- Reading passage -
□ □ □ □ □

Inflammasome Therapeutics (https://www.inflam.com), a privately held company developing therapies for prevalent, degenerative diseases, today reported that data analyses published in the current issue of Proceedings of the National Academy of Sciences (PNAS) confirms that the Company’s proprietary compounds hold significant promise in the prevention and treatment of age-related macular degeneration (dry AMD), a leading cause of vision loss in people more than 60 years of age. Dry AMD affects 85% of people with AMD and no current treatments are available; wet AMD affects 15% of patients with numerous treatments available and represents a multi-billion dollar market.
The PNAS paper, authored by Jayakrishna Ambati, MD, at the University of Virginia School of Medicine, along with Salk Institute for Biological Studies’ Fred H. Gage, Ph.D. and collaborators from around the world, reveals that patients taking certain drugs to prevent HIV infection have a 40% lower risk of developing dry AMD compared to matched controls.
The drugs, nucleoside reverse transcriptase inhibitors (NRTIs), have been used for decades to fight HIV. In a 2014 publication in Science, Dr. Ambati found that NRTIs not only inhibit HIV replication but also inhibit part of the immune system – inflammasome activation – and that inflammasome inhibition by NRTIs prevented dry AMD in animal models. NRTIs have systemic toxicity that would limit their use in AMD but Dr. Ambati also found that low toxicity derivatives of NRTIs (Kamuvudines) also block inflammasome activation and are at least as effective as NRTIs in dry AMD.
Ambati and the team at Inflammasome Therapeutics are developing Kamuvudines as treatments for dry AMD and several other chronic diseases.

□ □ □ □ □

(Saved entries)
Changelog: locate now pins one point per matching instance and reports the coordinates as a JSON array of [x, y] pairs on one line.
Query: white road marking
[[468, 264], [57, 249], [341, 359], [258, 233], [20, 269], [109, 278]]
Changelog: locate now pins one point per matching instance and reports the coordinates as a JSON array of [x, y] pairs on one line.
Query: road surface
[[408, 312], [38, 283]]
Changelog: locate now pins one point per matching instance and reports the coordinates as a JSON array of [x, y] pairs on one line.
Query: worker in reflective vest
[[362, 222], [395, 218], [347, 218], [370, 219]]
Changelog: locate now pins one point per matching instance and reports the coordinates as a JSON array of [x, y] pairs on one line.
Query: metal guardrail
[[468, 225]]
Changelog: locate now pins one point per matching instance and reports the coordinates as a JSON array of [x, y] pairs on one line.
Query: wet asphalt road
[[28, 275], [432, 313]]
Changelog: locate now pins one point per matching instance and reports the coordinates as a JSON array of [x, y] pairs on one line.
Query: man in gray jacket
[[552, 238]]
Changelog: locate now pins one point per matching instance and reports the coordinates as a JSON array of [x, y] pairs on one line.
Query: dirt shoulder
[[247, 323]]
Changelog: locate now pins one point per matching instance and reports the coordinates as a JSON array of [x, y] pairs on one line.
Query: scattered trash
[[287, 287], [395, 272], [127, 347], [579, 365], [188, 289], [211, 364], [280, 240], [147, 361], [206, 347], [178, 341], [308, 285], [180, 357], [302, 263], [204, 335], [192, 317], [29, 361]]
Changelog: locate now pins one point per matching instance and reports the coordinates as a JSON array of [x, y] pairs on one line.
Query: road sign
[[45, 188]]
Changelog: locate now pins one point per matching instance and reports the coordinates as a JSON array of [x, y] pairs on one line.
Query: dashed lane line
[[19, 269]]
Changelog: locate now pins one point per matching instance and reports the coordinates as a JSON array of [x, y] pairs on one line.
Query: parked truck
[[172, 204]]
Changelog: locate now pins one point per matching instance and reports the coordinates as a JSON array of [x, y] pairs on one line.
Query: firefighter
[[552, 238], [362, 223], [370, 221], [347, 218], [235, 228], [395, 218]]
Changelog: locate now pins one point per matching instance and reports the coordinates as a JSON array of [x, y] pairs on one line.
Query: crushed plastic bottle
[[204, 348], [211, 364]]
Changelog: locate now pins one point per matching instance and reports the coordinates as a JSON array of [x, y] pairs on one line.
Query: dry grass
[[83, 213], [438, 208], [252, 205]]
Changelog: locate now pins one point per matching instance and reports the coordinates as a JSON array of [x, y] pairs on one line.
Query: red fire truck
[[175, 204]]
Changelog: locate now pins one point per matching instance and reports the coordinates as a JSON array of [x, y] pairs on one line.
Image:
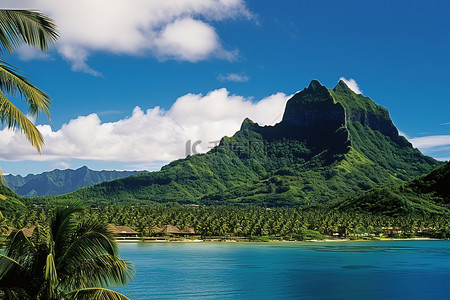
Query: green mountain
[[9, 201], [428, 194], [331, 144], [59, 182]]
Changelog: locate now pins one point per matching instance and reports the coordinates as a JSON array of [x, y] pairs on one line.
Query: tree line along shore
[[180, 222]]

□ □ □ □ □

- Task 1 -
Check each statement against the dry AMD press release and mark it yes or no, quoting the words from the release that decide it. (a) Dry AMD affects 85% of people with AMD. (b) Patients taking NRTIs had a 60% lower risk of developing dry AMD than matched controls. (c) Dr. Ambati's 2014 finding on NRTIs and inflammasome activation appeared in Nature.
- Task 2 -
Carry on the dry AMD press release, starting after its last sentence.

- Answer box 1 -
(a) Yes: "Dry AMD affects 85% of people with AMD and no current treatments are available"
(b) No: "have a 40% lower risk of developing dry AMD compared to matched controls"
(c) No: "In a 2014 publication in Science, Dr. Ambati found that NRTIs not only inhibit HIV replication"

- Answer box 2 -
"The present study provides the missing link between animals and humans," said Dr. Paul Ashton, president and CEO of Inflammasome Therapeutics. "The authors analyzed insurance claims data bases covering more than 100 million Americans, so the data are extraordinarily robust. Importantly, the study indicates the type of response that we can expect from Kamuvudines and de-risks our planned clinical program. We know Kamuvudines and NRTIs have the same effect on inflammasome activation; we know they are both highly effective in animal models of AMD; and now we know NRTIs can prevent AMD in humans. We hope to demonstrate as we move into the clinic this year that Kamuvudines work in people."
"We believe Kamuvudines may be effective against a large number of prevalent degenerative diseases involving inflammasome activation such as multiple sclerosis, Alzheimer’s and type II diabetes," said Dr Ambati. "The present paper is very encouraging following our September 2020 publication in Nature Communications that showed use of NRTIs is associated with a 30% reduced risk of developing type 2 diabetes."
Inflammasome Therapeutics was founded by Jayakrishna Ambati, M.D. and Paul Ashton, Ph.D., in 2016 to develop therapies for prevalent, degenerative diseases. The company combines scientific excellence with proven development expertise and works to develop products via a mixture of licensing agreements and internal development. Inflammasome currently has collaboration agreements with Boehringer Ingelheim and the Bill & Melinda Gates Foundation.